Records drawn from a dataset:
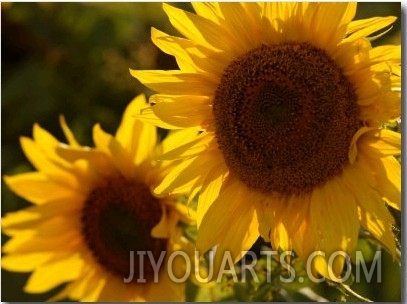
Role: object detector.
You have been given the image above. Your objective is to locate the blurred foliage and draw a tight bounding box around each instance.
[1,2,402,302]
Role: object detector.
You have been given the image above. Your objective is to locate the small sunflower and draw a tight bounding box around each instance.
[131,3,401,280]
[2,94,195,301]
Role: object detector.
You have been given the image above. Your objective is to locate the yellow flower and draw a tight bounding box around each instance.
[131,3,401,280]
[2,94,196,301]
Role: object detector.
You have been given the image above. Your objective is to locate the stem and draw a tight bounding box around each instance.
[338,283,373,302]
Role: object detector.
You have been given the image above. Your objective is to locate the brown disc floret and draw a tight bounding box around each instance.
[81,176,167,281]
[213,42,360,194]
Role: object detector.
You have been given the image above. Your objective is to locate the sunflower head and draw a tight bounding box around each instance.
[2,94,196,301]
[131,3,401,281]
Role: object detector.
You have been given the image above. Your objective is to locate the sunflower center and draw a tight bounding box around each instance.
[213,43,360,194]
[81,176,167,281]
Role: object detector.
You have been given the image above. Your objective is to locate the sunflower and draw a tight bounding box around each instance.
[131,3,401,280]
[2,94,196,301]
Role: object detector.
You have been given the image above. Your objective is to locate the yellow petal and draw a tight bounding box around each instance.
[1,252,55,272]
[357,89,399,108]
[47,265,91,302]
[97,273,135,302]
[217,3,262,53]
[358,204,397,259]
[46,285,71,302]
[256,192,286,244]
[369,45,401,65]
[309,176,359,279]
[360,95,401,123]
[151,204,171,238]
[19,136,79,187]
[159,132,214,161]
[359,98,401,123]
[348,126,374,164]
[130,69,216,96]
[59,115,80,147]
[59,257,107,302]
[358,154,401,210]
[155,158,195,192]
[196,179,259,259]
[133,106,183,130]
[21,214,81,237]
[32,124,85,185]
[345,16,397,42]
[197,161,229,226]
[160,127,202,155]
[150,97,213,129]
[32,123,60,155]
[115,94,157,166]
[63,267,96,301]
[354,45,400,72]
[359,128,401,157]
[261,2,297,23]
[155,146,219,195]
[24,252,84,293]
[151,27,201,73]
[196,181,259,281]
[342,164,397,257]
[162,3,237,54]
[19,136,58,172]
[339,2,357,27]
[272,221,291,253]
[93,124,134,179]
[3,230,80,254]
[2,208,81,236]
[56,145,116,180]
[284,195,311,256]
[167,200,196,225]
[80,269,108,302]
[333,38,372,72]
[377,157,401,210]
[145,266,185,301]
[306,3,356,52]
[262,193,312,254]
[152,27,228,77]
[192,2,222,24]
[3,172,79,205]
[136,94,211,129]
[258,3,295,45]
[186,48,229,79]
[2,202,82,234]
[352,66,393,102]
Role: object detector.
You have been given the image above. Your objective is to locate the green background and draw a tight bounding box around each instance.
[1,2,401,302]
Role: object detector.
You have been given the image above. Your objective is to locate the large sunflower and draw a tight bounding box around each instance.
[2,94,195,301]
[131,3,401,280]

Exercise.
Copy every entry exactly; drop the pictures.

Answer box.
Role: object detector.
You have been given the image above. Your objective is to locate the blurred foliage and draw a tight bounding box around each instance.
[1,2,402,302]
Role: object detector.
You have been given the image above. Your objective is to locate the small sunflower and draw a tight bounding box around each instance.
[131,3,401,280]
[2,94,195,301]
Role: object detector.
You have been given the image above. Your objective is to locate the yellow flower and draw a tight bounding box around each instance.
[131,3,401,280]
[2,94,196,301]
Role: object detector.
You have been given the image above. Your objective is to locate the stem and draw a tight bounding box around each instance.
[338,283,373,302]
Role: object detector.
You have been given the image above. Your objective is to locate the brown disc floret and draw a tight bounding box around each instance.
[81,176,167,281]
[213,42,360,194]
Role: object detector.
You have been given the image above. Your objective is to locate the sunflower head and draw a tight bounding box around each instance.
[2,94,196,301]
[131,3,401,281]
Role: object detector.
You have been given the image above. Your objective is to locate the sunflower center and draw a tight bounding box around each instance.
[213,43,360,194]
[81,176,167,281]
Role: object detector.
You have been given the image above. Your objective is to locate the sunflower and draw a tight bounding box around each instance.
[131,3,401,280]
[2,94,196,301]
Role: object detector.
You have been given the image above. Your objective is to locate the yellow petal and draw a tight bounding box around each instance.
[1,252,55,272]
[357,89,399,108]
[47,265,91,302]
[97,273,135,302]
[217,3,262,53]
[358,204,397,259]
[46,285,71,302]
[256,192,286,244]
[369,45,401,65]
[309,176,359,279]
[360,95,401,123]
[151,204,171,238]
[19,136,79,187]
[159,132,214,161]
[359,98,401,123]
[348,126,374,164]
[130,69,216,96]
[59,115,80,147]
[59,257,107,302]
[358,154,401,210]
[155,158,195,192]
[196,179,259,259]
[133,106,183,130]
[21,214,81,237]
[32,124,85,185]
[345,16,397,42]
[197,161,229,226]
[160,127,202,155]
[150,97,213,129]
[32,123,60,155]
[115,94,157,166]
[63,267,96,301]
[354,45,400,72]
[359,128,401,157]
[261,2,297,23]
[155,146,219,195]
[24,252,84,293]
[151,27,201,73]
[196,181,259,281]
[342,164,397,257]
[162,3,237,54]
[19,136,58,172]
[339,2,357,27]
[272,221,291,253]
[93,124,134,179]
[3,230,80,254]
[2,208,81,236]
[56,145,116,180]
[284,195,311,256]
[167,200,196,225]
[80,269,108,302]
[333,38,372,72]
[377,157,401,210]
[145,266,185,301]
[306,3,356,52]
[262,193,312,254]
[152,27,228,77]
[192,2,222,24]
[3,172,79,205]
[136,94,211,129]
[258,3,295,45]
[186,48,229,79]
[2,202,82,234]
[352,66,393,102]
Role: object detector.
You have been given the image above. Your objective is to locate the green background and draw a tight bounding box around each instance.
[1,2,401,302]
Role: object detector.
You have been given the image above. Your objective is to locate the large sunflower and draw a tight bounding box around each instance.
[2,94,195,301]
[131,3,401,280]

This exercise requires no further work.